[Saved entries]
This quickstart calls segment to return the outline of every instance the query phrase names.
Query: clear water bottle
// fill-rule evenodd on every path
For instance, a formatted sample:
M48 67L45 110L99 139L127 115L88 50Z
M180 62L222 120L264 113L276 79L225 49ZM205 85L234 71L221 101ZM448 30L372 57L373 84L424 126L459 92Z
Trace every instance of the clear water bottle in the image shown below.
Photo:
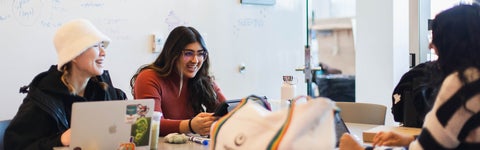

> PROBLEM DESCRIPTION
Every line of the entries above that contains the word "instance" must be tallied, and the number alone reported.

> EXPECTED ANSWER
3